PROBLEM A:
Translate the sentence "At $495/acre it doesn't have to have trees." from the land-for-sale thread into Spanish.
PROBLEM B:
Write the next part of the land-for-sale thread, picking up directly after its final post.

EXTRACT:

------------

# land for sale



## Rabbit Runner (Dec 24, 2004)

hey guys, I saw this ad in the local paper today.

Atkinson County.
2711 Ac for sale. Only 495.00$ per acre.
will split in half, cutover hunting tract with scattered timber
food plots and great interior road system. long paved road frontage. Big Deer, Turkey,Wild Hogs and Ducks.

Owners Number is 478-986-4324.


----------



## larryefrance (Aug 24, 2008)

*Land*

Would Like To Have About 50 Acres


----------



## CrippledCoon (Aug 24, 2008)

I bet that place doesnt have a tree on it......


----------



## SGADawg (Aug 24, 2008)

At $495/acre it doesn't have to have trees.  I live in the next co north of there and haven't seen anything that cheap per acre in many years, regardless of what was/wasn't on it.  Of course, $1.3 mil is a lot of money, no matter if it is cheap/acre.

------------

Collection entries
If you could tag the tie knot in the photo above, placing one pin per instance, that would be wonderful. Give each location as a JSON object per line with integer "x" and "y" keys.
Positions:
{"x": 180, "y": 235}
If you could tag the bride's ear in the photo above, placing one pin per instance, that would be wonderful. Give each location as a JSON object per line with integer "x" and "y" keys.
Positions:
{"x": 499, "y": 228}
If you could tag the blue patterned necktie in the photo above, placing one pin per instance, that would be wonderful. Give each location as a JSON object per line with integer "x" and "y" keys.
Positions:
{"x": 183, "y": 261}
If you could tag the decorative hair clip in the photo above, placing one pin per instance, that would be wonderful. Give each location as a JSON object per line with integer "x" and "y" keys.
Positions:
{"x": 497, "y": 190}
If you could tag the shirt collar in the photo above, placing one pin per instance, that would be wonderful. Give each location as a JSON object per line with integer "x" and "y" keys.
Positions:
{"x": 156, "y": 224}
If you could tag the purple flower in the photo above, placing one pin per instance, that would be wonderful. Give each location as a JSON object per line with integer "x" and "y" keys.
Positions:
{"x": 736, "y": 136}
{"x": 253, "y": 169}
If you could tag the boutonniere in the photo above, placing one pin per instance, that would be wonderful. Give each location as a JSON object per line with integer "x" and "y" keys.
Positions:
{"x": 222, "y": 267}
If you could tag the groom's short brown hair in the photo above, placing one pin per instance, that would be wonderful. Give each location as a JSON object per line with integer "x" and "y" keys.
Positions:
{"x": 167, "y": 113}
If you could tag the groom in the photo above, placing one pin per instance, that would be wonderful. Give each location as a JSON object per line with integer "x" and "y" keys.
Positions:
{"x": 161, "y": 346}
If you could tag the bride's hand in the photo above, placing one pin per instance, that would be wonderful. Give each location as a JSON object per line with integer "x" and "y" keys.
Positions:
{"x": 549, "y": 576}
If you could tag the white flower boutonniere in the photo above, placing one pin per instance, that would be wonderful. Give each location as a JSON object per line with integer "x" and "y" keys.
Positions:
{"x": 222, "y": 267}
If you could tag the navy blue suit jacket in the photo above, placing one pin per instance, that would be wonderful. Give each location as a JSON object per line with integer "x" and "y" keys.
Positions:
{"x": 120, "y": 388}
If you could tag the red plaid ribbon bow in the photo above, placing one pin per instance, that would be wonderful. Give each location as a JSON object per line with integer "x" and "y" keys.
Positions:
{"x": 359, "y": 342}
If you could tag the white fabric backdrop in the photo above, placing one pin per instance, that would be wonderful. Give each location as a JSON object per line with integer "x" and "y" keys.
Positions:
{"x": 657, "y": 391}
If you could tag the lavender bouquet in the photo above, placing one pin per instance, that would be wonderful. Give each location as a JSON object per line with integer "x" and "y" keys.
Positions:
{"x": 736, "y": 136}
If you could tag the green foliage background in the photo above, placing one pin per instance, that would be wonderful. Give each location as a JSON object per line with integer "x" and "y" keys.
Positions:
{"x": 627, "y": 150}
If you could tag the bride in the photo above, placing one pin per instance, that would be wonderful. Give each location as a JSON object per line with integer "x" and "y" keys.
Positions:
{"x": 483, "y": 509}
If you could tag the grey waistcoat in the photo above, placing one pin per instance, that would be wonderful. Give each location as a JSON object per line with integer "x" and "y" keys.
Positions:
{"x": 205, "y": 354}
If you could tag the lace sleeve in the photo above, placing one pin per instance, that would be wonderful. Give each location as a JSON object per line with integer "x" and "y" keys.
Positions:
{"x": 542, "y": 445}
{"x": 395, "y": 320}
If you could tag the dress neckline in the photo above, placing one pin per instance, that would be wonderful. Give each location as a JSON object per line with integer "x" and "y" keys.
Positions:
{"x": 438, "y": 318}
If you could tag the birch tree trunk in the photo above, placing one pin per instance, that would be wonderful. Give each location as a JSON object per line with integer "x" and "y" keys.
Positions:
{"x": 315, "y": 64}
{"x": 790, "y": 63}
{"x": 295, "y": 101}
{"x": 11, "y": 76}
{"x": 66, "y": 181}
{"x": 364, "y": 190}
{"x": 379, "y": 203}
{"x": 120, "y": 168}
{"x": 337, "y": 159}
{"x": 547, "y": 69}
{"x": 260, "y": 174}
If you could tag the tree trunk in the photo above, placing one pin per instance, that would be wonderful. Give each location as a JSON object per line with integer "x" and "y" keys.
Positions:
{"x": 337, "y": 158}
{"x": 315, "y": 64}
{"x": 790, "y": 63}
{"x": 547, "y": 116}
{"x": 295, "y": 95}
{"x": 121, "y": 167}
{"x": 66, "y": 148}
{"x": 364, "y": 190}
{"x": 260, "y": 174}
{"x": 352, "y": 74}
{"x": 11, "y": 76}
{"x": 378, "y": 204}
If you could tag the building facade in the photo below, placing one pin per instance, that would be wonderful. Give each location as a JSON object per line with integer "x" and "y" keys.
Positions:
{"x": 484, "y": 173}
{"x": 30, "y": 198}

------------

RESPONSE A:
A 495 dólares por acre, no tiene por qué tener árboles.

RESPONSE B:
----------



## fatboy84 (Aug 24, 2008)

CrippledCoon said:


> I bet that place doesnt have a tree on it......



I bet is does now since this was posted 4 years ago.


----------



## brownhounds (Aug 24, 2008)

that has to be a typo.  are you sure he didnt mean 4,950 per acre?


----------



## ALLBEEF (Sep 9, 2008)

It is in a conservation program with the state - Which means all you can do with it basically is hunt on it. I don't think you can cut timber or build houses or anything.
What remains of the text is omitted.